Records from a data source

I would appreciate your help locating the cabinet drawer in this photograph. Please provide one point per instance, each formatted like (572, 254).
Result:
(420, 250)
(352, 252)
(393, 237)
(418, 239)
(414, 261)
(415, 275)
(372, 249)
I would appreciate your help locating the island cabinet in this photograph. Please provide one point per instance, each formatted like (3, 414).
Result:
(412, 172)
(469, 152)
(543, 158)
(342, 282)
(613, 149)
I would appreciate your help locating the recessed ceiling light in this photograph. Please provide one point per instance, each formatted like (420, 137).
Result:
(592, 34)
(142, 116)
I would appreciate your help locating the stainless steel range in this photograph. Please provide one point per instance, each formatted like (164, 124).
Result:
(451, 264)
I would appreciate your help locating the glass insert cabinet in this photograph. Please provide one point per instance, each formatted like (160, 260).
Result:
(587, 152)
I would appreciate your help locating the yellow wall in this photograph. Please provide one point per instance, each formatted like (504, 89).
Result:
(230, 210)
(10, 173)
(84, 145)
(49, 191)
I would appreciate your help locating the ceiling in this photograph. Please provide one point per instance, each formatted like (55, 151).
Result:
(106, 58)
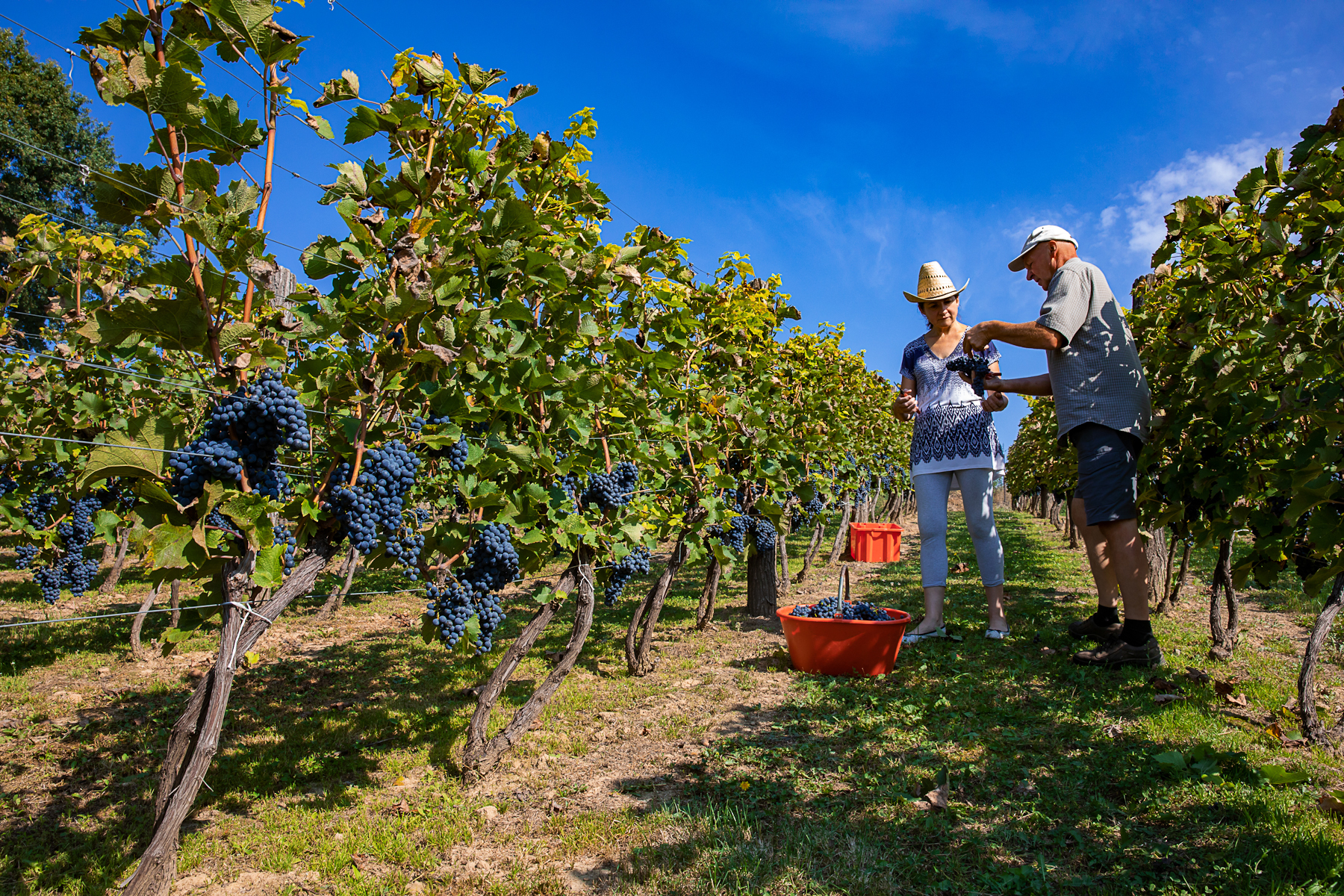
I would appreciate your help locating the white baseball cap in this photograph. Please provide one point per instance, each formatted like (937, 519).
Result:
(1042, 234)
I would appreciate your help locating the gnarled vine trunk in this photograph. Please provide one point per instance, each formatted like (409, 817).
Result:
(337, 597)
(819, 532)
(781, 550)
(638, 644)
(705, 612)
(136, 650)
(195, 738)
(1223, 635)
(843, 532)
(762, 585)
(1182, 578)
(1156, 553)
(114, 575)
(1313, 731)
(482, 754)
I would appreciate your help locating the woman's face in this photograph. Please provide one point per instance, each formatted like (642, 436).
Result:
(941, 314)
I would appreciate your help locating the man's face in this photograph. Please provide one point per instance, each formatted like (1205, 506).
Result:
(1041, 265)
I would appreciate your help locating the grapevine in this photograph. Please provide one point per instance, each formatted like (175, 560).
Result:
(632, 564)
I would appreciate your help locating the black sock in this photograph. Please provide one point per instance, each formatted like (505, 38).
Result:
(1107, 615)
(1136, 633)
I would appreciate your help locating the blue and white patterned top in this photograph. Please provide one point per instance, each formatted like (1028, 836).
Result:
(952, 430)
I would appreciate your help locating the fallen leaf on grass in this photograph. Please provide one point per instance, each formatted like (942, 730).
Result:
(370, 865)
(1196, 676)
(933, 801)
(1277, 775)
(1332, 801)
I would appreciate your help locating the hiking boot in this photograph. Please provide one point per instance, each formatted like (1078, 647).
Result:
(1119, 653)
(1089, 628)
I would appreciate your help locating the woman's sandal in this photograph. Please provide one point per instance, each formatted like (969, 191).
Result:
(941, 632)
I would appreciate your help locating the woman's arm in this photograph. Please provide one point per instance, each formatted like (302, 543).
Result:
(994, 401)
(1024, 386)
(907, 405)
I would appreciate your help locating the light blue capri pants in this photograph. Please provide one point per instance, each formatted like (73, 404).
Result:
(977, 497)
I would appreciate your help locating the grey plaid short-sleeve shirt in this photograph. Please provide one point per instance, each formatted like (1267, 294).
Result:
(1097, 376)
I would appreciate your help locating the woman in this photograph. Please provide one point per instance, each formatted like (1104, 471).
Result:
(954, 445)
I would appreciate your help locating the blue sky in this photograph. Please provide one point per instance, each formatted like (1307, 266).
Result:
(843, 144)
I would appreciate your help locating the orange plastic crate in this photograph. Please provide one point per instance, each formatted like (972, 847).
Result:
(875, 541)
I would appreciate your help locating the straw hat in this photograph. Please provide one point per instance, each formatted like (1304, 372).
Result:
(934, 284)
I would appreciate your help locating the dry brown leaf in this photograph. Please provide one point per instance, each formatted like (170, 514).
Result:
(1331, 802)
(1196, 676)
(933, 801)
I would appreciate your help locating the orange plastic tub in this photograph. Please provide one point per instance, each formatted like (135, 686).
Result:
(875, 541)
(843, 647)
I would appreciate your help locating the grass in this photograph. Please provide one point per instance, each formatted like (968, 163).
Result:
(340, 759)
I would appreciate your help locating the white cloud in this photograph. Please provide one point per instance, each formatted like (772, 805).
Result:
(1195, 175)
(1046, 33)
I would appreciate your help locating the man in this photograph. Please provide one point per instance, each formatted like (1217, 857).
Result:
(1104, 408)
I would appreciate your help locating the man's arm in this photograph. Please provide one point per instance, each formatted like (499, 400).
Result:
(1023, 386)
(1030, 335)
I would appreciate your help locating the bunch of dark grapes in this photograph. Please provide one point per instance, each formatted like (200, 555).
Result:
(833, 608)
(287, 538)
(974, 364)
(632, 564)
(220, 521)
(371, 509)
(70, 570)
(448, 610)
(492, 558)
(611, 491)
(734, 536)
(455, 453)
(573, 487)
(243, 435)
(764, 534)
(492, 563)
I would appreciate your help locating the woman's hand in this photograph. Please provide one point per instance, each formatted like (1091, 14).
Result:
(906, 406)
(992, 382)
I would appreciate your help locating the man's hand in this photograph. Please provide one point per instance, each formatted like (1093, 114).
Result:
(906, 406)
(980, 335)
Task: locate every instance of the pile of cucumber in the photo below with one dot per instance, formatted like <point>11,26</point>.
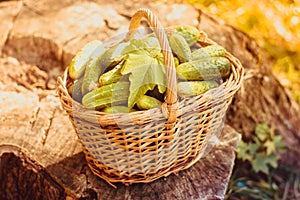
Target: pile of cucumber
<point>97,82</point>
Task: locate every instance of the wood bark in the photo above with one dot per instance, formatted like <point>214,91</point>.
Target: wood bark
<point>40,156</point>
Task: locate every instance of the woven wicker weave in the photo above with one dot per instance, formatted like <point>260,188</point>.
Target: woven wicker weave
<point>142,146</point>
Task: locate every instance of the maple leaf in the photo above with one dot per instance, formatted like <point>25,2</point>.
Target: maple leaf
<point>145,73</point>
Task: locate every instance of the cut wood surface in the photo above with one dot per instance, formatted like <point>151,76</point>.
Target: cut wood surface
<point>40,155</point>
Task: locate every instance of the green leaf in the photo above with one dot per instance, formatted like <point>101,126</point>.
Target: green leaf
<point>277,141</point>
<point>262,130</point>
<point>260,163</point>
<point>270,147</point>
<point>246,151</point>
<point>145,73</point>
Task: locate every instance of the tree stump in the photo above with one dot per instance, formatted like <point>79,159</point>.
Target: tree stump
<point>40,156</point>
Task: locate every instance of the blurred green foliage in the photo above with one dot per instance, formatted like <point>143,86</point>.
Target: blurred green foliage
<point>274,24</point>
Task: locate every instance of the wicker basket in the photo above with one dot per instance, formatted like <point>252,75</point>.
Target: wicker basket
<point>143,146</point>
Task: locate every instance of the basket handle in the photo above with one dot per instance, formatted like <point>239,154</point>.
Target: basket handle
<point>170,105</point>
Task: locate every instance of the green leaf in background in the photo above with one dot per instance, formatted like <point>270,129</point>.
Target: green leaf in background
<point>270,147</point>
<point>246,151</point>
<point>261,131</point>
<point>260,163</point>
==
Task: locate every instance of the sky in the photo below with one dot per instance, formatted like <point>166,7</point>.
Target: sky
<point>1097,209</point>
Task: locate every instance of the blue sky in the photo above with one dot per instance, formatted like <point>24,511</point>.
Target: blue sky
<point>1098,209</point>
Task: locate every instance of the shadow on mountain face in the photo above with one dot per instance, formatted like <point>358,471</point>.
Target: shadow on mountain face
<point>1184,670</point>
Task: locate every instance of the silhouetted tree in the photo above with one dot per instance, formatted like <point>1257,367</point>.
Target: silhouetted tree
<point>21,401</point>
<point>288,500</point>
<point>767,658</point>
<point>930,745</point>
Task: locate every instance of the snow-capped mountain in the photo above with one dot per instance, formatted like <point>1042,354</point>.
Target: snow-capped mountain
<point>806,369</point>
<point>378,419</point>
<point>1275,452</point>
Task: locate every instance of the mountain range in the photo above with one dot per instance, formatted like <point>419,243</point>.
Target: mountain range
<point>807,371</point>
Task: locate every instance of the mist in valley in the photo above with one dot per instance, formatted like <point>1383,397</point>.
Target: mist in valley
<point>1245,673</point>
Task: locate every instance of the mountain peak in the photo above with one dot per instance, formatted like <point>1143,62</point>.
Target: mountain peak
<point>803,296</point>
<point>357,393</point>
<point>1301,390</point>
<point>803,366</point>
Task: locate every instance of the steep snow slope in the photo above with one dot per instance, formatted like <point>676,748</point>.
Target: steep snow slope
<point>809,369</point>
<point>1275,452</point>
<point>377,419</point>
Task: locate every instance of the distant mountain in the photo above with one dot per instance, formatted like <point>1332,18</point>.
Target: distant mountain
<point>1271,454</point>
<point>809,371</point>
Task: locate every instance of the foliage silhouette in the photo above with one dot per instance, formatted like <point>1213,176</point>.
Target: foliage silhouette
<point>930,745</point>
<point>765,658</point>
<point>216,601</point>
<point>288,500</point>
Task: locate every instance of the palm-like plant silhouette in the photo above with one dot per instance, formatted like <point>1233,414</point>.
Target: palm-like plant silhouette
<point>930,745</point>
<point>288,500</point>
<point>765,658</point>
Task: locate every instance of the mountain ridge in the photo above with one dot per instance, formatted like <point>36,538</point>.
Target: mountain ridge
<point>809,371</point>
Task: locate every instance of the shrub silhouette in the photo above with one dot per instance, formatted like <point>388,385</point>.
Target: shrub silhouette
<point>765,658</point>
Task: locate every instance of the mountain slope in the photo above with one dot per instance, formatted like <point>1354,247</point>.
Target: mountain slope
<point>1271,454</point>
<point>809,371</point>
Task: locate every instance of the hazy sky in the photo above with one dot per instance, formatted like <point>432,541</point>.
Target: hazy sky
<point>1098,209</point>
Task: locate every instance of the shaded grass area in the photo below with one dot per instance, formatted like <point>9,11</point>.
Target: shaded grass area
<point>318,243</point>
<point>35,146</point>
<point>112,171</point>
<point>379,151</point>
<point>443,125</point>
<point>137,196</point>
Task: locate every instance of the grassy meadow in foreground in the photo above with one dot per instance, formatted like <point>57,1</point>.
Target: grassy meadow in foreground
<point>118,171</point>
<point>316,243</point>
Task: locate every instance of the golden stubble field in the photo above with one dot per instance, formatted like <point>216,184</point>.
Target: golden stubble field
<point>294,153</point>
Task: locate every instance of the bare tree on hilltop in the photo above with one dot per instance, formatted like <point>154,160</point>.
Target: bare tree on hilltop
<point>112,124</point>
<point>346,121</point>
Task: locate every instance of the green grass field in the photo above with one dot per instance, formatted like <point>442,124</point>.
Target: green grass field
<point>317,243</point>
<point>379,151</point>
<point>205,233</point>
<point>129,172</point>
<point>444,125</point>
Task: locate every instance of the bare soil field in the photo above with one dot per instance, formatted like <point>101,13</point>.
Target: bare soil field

• **THE REQUEST**
Can you output the lines of the records starting at the line that contains "I would appreciate your help locating the grapevine" and ending at the line that contains "(1136, 633)", both included, as a JSON list of strings with one string per line and blank lines left out?

• **EXPECTED ANSWER**
[
  "I would appreciate your help locating the grapevine in this photograph. Please provide one point per instance, each formatted like (175, 560).",
  "Result:",
  "(632, 564)",
  "I would appreciate your help locating the black sock in this photograph. Please provide one point per instance, each formatted like (505, 38).",
  "Result:",
  "(1107, 615)",
  "(1136, 633)"
]